Selected excerpt.
## Start

# Winter Fishing Clothes



## Fsck (Dec 25, 2013)

I have a conundrum.

I really enjoying fishing, and while i've owned the yak for 2 seasons, i really only took to things this summer. My challenge is, i really don't like water, and more so, i don't like cold water. I also have a strong disliking to sand.

So i'm looking to insulate myself. What do people use?


----------



## Squidley (May 8, 2010)

Kokatat paddle pants http://kokatat.com/products/bibs-and-pa ... men-1.html
They're basically the bottom half of a dry-suit. Thermals and trackies and socks underneath, crocs over the top. A synthetic jumper (if that's a bit bulky for paddling, maybe a pair of thermal shirts will do) and a sprayjacket with neoprene waist, cuffs and collar on top. I find Frillneck hats work in the cold as well as summer. You'll be paddling in comfort all winter  http://paddlesports.com.au/ sell Kokatat, you can get them fitted with a waterproof zip which is essential if you stay hydrated on long trips.

## End

Tasks to perform.
A. In the winter fishing clothes thread, translate this sentence into Spanish: "They're basically the bottom half of a dry-suit."
B. In the winter fishing clothes thread, what footwear does Squidley suggest wearing over the socks?
C. Quote the winter fishing clothes thread between "So i'm looking" and "on long trips.", inclusive.

Dataset excerpt.
## Start

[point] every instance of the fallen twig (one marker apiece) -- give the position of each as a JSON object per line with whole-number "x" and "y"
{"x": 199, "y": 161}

## End

Solutions to the problems.
A. Básicamente son la mitad inferior de un traje seco.

B. Crocs.

C.
So i'm looking to insulate myself. What do people use?


----------



## Squidley (May 8, 2010)

Kokatat paddle pants http://kokatat.com/products/bibs-and-pa ... men-1.html
They're basically the bottom half of a dry-suit. Thermals and trackies and socks underneath, crocs over the top. A synthetic jumper (if that's a bit bulky for paddling, maybe a pair of thermal shirts will do) and a sprayjacket with neoprene waist, cuffs and collar on top. I find Frillneck hats work in the cold as well as summer. You'll be paddling in comfort all winter  http://paddlesports.com.au/ sell Kokatat, you can get them fitted with a waterproof zip which is essential if you stay hydrated on long trips.